■ What the task asks ■
Everything from the line with "<point>132,22</point>" to the final line of the entries, both included, should be restated word for word; please omit the pictures.

■ Dataset ■

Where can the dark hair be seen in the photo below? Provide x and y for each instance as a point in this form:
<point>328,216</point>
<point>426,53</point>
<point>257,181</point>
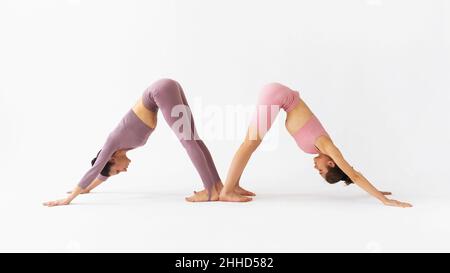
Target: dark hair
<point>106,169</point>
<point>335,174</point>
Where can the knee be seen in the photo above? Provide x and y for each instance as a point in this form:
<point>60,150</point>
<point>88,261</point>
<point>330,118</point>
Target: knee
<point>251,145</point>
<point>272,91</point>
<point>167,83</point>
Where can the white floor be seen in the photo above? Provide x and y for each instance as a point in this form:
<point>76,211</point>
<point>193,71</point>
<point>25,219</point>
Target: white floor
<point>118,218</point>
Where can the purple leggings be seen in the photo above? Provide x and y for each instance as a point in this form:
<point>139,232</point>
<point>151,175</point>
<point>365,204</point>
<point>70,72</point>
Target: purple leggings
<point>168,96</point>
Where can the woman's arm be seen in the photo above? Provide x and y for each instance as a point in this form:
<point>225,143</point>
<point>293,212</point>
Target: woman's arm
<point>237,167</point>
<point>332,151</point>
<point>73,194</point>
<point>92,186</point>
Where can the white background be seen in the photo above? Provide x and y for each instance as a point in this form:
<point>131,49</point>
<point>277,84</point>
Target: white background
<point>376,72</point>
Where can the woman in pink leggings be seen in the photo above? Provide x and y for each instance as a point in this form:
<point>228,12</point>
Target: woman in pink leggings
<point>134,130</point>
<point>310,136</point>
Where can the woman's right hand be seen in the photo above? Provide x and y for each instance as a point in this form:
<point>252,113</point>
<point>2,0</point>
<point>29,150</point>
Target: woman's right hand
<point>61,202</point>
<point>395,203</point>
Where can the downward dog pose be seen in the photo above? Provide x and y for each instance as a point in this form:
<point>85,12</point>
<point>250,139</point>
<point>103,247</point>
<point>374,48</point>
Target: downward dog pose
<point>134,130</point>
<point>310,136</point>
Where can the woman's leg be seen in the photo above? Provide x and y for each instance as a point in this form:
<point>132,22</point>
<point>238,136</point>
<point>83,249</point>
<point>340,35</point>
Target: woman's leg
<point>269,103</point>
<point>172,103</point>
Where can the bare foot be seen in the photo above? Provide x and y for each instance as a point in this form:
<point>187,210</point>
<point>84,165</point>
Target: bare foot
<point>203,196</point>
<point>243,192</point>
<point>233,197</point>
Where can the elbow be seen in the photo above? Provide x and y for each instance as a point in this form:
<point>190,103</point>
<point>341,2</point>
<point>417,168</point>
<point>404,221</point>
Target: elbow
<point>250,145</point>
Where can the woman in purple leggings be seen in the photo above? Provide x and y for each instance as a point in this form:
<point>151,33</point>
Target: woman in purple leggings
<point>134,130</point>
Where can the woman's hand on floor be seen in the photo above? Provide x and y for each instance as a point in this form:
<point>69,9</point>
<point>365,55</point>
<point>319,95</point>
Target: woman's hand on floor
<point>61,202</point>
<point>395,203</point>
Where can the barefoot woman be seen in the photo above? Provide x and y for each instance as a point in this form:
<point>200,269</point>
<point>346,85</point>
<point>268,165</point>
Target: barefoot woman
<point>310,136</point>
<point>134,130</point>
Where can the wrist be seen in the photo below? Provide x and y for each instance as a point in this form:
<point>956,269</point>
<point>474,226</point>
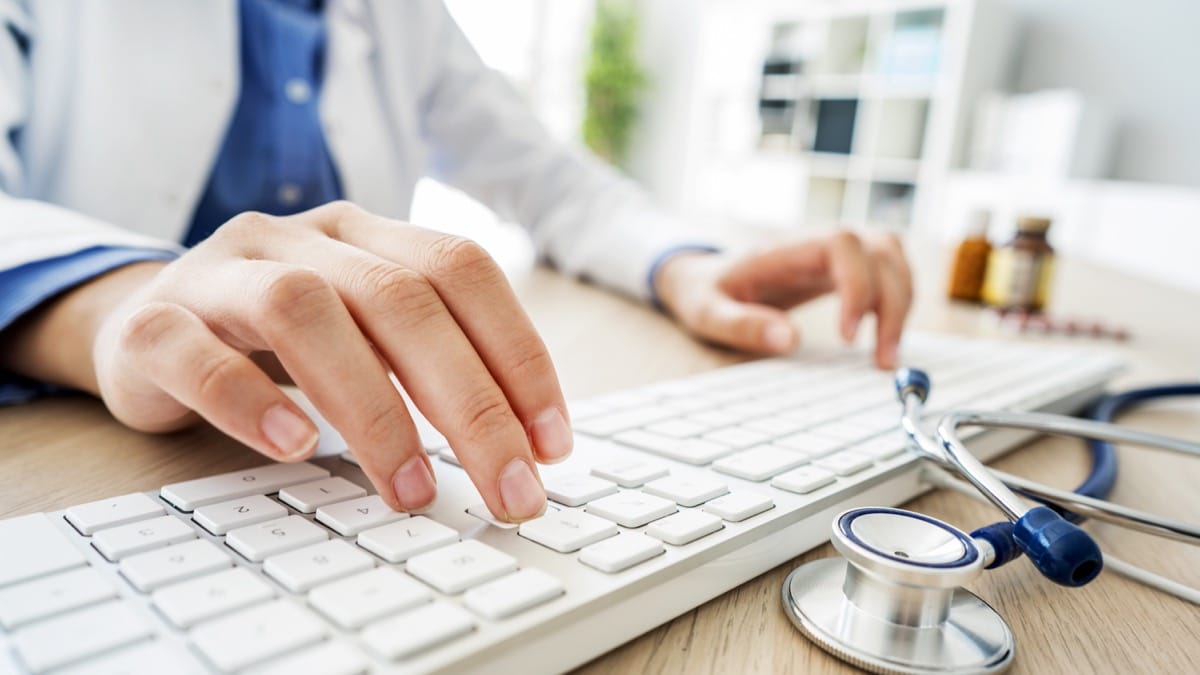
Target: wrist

■ Written answer ■
<point>132,22</point>
<point>238,136</point>
<point>83,249</point>
<point>340,35</point>
Target: woman's leg
<point>269,103</point>
<point>172,103</point>
Where can the bare foot be seen in the photo above? Provide x and y for each instance as a point in this form:
<point>187,210</point>
<point>84,165</point>
Target: bare foot
<point>203,196</point>
<point>243,192</point>
<point>233,197</point>
Where can the elbow be seen in the photo above? Provide x and y for each instance as a point in this form:
<point>190,103</point>
<point>341,2</point>
<point>417,168</point>
<point>404,221</point>
Target: elbow
<point>250,145</point>
Where can the woman in purple leggings be seen in the photo above? Provide x and y for each instance as a point in this form:
<point>151,33</point>
Target: woman in purple leggings
<point>134,130</point>
Where can the woman's hand on floor be seen in the photo above? Provide x and y for each instance as a point in this form:
<point>69,9</point>
<point>365,55</point>
<point>319,95</point>
Target: woman's hand on floor
<point>61,202</point>
<point>395,203</point>
Where can the barefoot woman be seen in the photo above? Provide x and y for each instance as a point in this form:
<point>200,269</point>
<point>346,85</point>
<point>268,165</point>
Target: barefoot woman
<point>310,136</point>
<point>134,130</point>
Where can the wrist be seen in the photo below? Provide x and y for each instance as a point in this form:
<point>956,269</point>
<point>474,226</point>
Target: wrist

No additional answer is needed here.